## Records for this task
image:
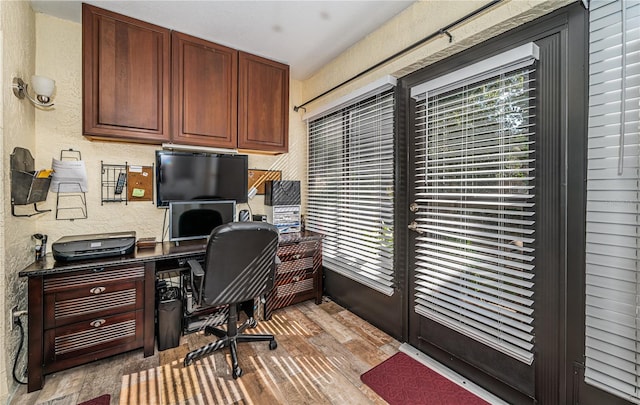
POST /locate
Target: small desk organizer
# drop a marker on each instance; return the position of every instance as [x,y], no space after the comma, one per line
[26,187]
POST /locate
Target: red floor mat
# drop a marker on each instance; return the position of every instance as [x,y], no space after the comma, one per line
[401,380]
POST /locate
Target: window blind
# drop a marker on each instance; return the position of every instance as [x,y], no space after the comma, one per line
[475,188]
[612,324]
[351,189]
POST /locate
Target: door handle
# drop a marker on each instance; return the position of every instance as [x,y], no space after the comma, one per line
[414,227]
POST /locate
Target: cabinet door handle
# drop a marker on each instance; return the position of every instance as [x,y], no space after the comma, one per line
[97,290]
[97,323]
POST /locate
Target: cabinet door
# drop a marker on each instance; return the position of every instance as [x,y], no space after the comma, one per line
[204,92]
[126,77]
[263,104]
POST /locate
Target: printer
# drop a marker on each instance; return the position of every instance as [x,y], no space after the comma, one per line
[94,246]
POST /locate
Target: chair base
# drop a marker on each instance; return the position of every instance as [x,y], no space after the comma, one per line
[230,338]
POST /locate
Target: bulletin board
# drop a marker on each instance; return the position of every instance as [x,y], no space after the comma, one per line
[257,178]
[140,183]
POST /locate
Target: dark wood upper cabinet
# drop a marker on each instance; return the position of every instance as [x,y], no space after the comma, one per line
[263,104]
[204,92]
[143,83]
[126,76]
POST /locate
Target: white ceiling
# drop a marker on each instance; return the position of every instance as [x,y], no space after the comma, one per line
[304,34]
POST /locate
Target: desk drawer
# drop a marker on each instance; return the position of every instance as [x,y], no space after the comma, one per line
[92,278]
[298,250]
[298,284]
[89,338]
[294,266]
[104,299]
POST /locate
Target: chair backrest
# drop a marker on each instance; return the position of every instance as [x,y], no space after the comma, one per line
[240,262]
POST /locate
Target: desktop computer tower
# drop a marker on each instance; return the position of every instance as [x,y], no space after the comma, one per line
[169,319]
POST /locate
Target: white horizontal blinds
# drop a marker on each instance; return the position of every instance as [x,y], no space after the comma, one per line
[475,262]
[612,341]
[351,190]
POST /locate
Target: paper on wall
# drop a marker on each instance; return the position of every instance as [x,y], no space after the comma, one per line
[69,176]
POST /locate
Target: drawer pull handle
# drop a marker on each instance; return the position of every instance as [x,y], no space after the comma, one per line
[97,323]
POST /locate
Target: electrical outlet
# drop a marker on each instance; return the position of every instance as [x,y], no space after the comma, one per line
[12,316]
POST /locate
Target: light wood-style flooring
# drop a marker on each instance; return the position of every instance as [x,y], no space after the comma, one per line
[322,351]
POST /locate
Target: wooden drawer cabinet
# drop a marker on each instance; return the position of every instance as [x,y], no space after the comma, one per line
[79,316]
[299,275]
[90,313]
[82,342]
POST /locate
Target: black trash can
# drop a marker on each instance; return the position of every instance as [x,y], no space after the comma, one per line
[169,323]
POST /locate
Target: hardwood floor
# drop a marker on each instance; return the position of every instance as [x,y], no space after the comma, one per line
[322,351]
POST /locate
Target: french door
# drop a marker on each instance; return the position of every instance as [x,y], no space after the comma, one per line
[486,262]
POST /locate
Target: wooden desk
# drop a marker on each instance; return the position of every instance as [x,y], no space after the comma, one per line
[87,310]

## What this task involves
Reproduce every entry word for word, but omit the pictures.

## Solution to the problem
image:
POST /locate
Target: small desk organizer
# drop a marker on each instance; return the position of every instance as [x,y], no space after the comma, one per line
[26,187]
POST /locate
Target: red floor mat
# drop a marker on each instance; return the position of every instance as [x,y], no space after the comma, one per line
[401,380]
POST /locate
Target: window blind
# drop a marker on each instance; return the position of every instance as [x,y], no space after the comma, one per line
[475,188]
[612,324]
[351,189]
POST /locate
Target: door handle
# drop a marker on each instance; return the position of every instance as [x,y], no space after the comma, one per line
[414,227]
POST /locate
Target: cabinet door handle
# drop a marker on each instance; return the position of every instance as [x,y], no space after the comma, one per line
[97,290]
[97,323]
POST /locate
Target: cabinet door
# drop a marker on each instance; return the position of every instance as [x,y], no space after the comma, one per line
[204,92]
[126,77]
[263,104]
POST /locate
Target: printer
# drop a marker on each instance; return the position of every instance as [x,y], no space after the comma, one per line
[94,246]
POST /locate
Target: chair base
# drop a marker on each instance; return the position of every instance as [x,y], no space after the comma, one per line
[230,338]
POST /locate
Target: bulletin board
# drop a marker on each instance; return the position of every instance as [x,y], no space after the comma, one per line
[257,178]
[140,183]
POST /locate
Target: dark wood upper cabinet
# drop a marker on each instance; return the position of every instance as [x,y], no space after the comma, one per line
[263,104]
[204,92]
[143,83]
[126,76]
POST /locate
Target: white ceiling
# drop a marker on each instance; return the position of every instance as [x,y], no space after the comma, one per line
[304,34]
POST /locate
Target: desk drawer
# drop a marker on each instance; return the position of every instance as [x,y], no space after the comma, one per line
[92,278]
[298,250]
[298,284]
[89,338]
[294,266]
[104,299]
POST /locate
Target: chair backrest
# drop a marker on each instance; return the position of every instance as [x,y], no space after the comma, one per line
[240,262]
POST /locate
Target: desktop computer tower
# drop a marker on each instance; return the position of every instance as [x,y], no space after the comma, one per line
[169,319]
POST /locate
Target: white horizontal blinds
# drop a marker on each instance; return the position of every instance as [x,y], no space after the comma, one per line
[475,262]
[612,341]
[351,190]
POST /locate
Target: paper on wall
# drop a marker on each instance; return the position of every instance as [x,y], no space after the comma, one per line
[69,176]
POST /locate
Target: drawer pull handle
# drop a marker on each instance; return the position of every instance as [x,y], no space after the comma, one per line
[97,323]
POST /locate
Target: electrical outlet
# drop a marker on each instance; return the position of every instance as [x,y], no space after the comma, one per line
[12,316]
POST /locate
Target: light wood-style flooring
# drop a marker on each instance; return the position of every instance as [x,y], no space after the comma, one per line
[322,351]
POST /locate
Target: wooden drawer cabinet
# drop a marker on each instance; return the position of every instance as [x,y], no space after the comma, one per line
[79,316]
[299,275]
[90,313]
[82,342]
POST /locate
Target: black trash can
# drop a marker on each instance; return the position of every instance as [x,y], no space after the comma, one per line
[169,323]
POST /locate
Target: hardwood floor
# drop a marker on each instance; return the position of every instance as [x,y], no space after the comma, one per line
[322,351]
POST /locate
Target: french door
# drop a marker on each instance; return the position of every instance as [x,y], no space after the comma, one per line
[486,262]
POST /locate
Target: wooden desk
# drop a marker on each instance; return the position of every instance as [x,y], no space after the comma, one per line
[87,310]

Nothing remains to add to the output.